**List of tasks**
a: Answer these questions from the thread on flopping a flush draw:
(i) What does C(m,n) stand for?
(ii) How many possible flops are there if you hold 2 cards?
(iii) How many possible non-suited cards are there for the flop?
b: Carry on the thread on flopping a flush draw, starting right after its last post.

**Text to read**

(begin)

How can you calculate the chance of flopping a flushdraw using combinations?


Thank you.

I'd say the easiest way is to type something like:


Take p = C(n,k) / n! ^ exp(k), where n is the number of suits, k is the expected value, and divide p by C(x, f), where x is the number of cards in a standard deck and f is the number of cards in a standard flop.


The sheer idiocy of what you type will then induce Mike Haven, Lorinda, BruceZ, or Irchans to calculate the correct chance for you.


PP

Carlos,


I always find it difficult to explain probability, but I will give it a try.


C(m,n) is the number of ways that you can pick n items from a list of length m if the order that you pick them is unimportant.


To figure out the probability of flopping a flush draw, you need to calculate the number of possible flops and the number of flops with flush draws. Then


(prob flushdraw) = (number flushdraws) / (number flops)


The number of possible flops is C(52-2, 3) if you hold 2 cards.


If you hold two suited cards, there are C(13-2,2) ways to choose 2 cards in your suit from the remaining 11 cards. There will also be one other, non-suited card in the flop. There are 13*3 possible non-suited cards.


(number flushdraw) = C(11,2)* 13*3


(number flops) = C(50,3)


(prob flushdraw) = C(11,3) * 13*3/ C(50,3) = 0.328316


I will attach a url with some basic poker probability.


Lastly, it is very easy to make mistakes in reasoning when doing probability, so it is best to check answers before posting them. I will foolishly skip the verification step in this post do to lack of time. Hopefully, at least the reasoning is readable even if there is an error.

Okay, sorry about that...here's the real answer.


I'm assuming that your question is:


If I hold 2 suited cards, what is the chance that exactly 2 cards of the same suit will come on the flop?

(end)

Records excerpted from a collection:
(begin)

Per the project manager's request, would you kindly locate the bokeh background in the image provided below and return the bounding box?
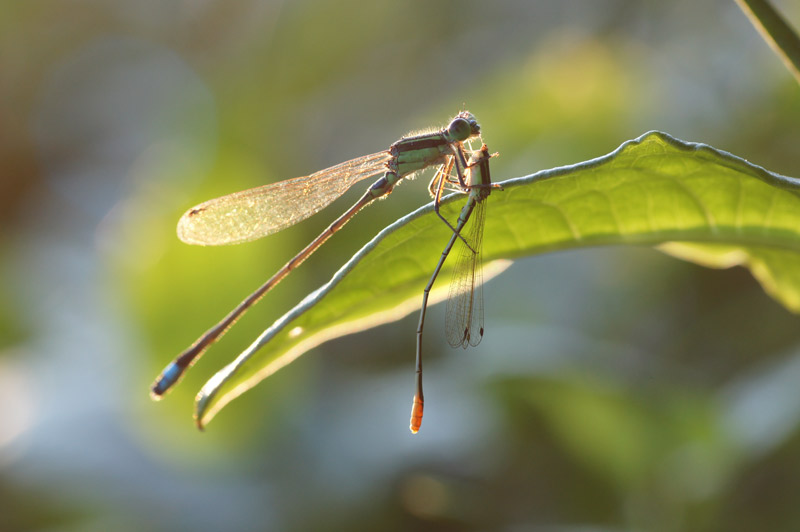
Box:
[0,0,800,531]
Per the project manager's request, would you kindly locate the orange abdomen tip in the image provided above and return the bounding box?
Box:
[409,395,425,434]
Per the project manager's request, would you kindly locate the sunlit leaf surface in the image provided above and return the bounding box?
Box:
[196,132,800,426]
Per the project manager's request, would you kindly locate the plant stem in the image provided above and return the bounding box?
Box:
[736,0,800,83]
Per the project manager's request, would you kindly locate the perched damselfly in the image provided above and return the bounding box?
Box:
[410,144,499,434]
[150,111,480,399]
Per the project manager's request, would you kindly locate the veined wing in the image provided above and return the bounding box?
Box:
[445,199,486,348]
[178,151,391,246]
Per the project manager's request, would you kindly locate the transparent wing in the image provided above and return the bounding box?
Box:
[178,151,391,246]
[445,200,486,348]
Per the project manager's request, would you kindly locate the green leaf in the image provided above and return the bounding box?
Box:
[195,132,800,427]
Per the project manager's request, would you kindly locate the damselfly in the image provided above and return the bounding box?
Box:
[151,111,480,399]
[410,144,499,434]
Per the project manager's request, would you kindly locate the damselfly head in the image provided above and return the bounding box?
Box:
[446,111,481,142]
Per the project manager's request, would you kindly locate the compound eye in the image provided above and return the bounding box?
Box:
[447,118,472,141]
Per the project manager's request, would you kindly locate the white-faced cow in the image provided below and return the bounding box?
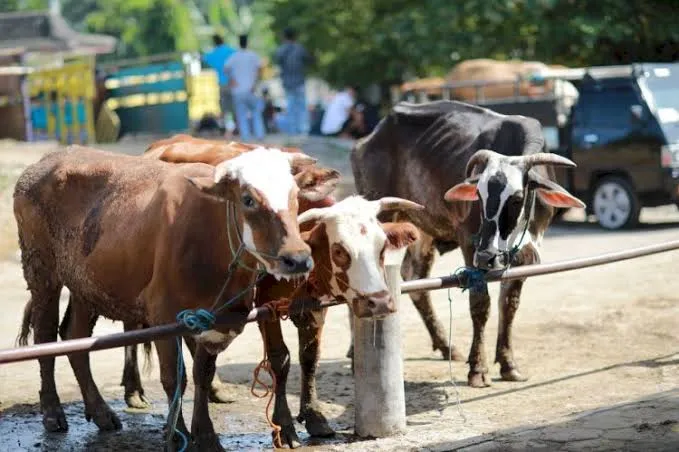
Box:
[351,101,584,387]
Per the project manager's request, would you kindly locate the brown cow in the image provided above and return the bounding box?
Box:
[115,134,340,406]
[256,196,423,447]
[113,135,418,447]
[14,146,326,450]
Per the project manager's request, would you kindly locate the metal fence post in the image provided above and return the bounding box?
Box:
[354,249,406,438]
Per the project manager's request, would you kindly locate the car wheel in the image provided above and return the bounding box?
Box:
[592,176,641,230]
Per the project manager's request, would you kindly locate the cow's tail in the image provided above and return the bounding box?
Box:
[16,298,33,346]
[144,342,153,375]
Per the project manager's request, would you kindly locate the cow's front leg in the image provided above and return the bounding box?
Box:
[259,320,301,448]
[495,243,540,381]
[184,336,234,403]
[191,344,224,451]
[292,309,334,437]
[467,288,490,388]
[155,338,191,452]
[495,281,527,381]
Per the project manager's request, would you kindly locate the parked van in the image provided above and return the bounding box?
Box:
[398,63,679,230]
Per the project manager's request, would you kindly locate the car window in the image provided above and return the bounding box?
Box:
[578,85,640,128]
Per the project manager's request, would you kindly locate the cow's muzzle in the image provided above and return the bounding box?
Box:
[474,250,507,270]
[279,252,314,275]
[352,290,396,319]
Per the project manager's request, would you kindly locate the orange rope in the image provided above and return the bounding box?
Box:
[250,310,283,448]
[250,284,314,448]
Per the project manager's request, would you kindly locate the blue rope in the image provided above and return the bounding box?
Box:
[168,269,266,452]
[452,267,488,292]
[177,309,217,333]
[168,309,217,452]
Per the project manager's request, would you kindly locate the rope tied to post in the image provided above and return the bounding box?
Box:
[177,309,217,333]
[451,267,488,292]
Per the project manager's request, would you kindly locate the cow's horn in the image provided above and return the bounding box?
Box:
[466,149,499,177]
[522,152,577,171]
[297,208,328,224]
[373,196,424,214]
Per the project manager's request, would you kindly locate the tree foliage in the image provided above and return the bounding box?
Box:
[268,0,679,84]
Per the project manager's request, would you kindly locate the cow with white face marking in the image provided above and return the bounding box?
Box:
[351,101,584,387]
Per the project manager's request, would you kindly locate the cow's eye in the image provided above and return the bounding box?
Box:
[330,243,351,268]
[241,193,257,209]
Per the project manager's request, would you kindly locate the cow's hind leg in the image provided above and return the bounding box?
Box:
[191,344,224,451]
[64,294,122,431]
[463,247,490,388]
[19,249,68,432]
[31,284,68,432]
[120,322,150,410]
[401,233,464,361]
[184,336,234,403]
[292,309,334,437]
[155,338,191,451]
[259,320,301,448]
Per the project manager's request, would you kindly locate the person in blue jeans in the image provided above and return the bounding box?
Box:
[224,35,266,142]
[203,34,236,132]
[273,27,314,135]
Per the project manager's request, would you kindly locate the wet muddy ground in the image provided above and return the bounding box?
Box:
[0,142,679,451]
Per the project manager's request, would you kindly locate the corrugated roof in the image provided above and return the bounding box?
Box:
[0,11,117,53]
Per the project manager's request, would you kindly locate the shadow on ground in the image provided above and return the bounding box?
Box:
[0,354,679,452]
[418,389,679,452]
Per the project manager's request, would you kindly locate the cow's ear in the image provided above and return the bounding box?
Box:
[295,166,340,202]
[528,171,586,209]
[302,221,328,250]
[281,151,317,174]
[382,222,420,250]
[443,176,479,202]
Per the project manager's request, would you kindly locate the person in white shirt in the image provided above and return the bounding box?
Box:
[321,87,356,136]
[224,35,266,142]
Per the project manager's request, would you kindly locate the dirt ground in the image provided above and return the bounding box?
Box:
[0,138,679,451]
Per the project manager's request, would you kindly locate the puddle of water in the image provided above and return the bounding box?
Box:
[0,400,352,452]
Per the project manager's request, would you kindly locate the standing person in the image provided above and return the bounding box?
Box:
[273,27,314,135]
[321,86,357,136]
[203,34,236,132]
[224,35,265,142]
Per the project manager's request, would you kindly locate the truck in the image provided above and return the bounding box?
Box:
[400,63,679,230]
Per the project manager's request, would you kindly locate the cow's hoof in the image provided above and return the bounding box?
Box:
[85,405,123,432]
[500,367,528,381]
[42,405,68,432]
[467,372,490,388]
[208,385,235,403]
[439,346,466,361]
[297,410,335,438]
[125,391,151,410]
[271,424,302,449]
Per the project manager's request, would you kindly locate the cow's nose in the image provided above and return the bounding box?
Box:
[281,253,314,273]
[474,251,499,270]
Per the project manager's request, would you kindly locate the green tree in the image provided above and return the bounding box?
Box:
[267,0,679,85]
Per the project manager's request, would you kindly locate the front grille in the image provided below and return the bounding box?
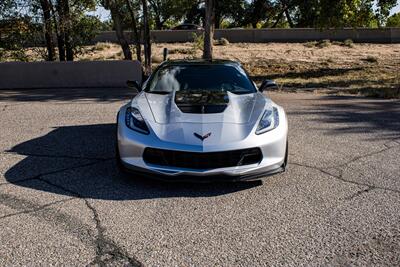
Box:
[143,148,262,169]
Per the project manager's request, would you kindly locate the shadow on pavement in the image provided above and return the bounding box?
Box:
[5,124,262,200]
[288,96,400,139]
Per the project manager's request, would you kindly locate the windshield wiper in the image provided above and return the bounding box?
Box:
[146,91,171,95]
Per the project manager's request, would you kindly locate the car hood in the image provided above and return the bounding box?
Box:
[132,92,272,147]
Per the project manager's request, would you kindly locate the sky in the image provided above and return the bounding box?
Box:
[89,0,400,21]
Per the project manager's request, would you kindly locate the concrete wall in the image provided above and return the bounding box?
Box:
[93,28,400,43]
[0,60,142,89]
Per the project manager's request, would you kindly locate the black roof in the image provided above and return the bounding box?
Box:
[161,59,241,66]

(end)

**The responses**
a:
(i) The number of ways you can pick n items from a list of length m when the order you pick them in is unimportant.
(ii) C(52-2, 3), or C(50,3).
(iii) 13*3.

b:
So, pre-flop 50 cards are unknown to you, 11 of which are in the desired suit (leaving 39 in the other 3 suits).


The number of possible flops is: C(50,3)


The number of flops with 2 of your suit and one other is: C(11,2) * C(39,1)


So, your chance of flopping a flush draw is

C(11,2)*C(39,1) / C(50,3)

or roughly 11%.


If this seems fishy, you can always double check it with the good ol' probability tree...


Chance of your suit then your suit then other:

(11/50)*(10/49)*(39/48)


Chance of your suit then other suit then yours:

(11/50)*(39/49)*(10/48)


Chance of other suit then two of yours:

(39/50)*(11/49)*(10/48)


Add them all together and you get:

(3*11*10*39) / (50*49*48)


This is what C(11,2)*C(39,1) / C(50,3) reduces to when you...er...reduce it.


Hope that helps,

PP

Hey Irchans,


I was too slow adding my real answer -- you beat me to it /images/wink.gif.


I like your explanation, but I think you might have made a small typo in the line:


(prob flushdraw) = C(11,3) * 13*3/ C(50,3) = 0.328316


It should be C(11,2), not C(11,3). Make that change, and our two posts will agree.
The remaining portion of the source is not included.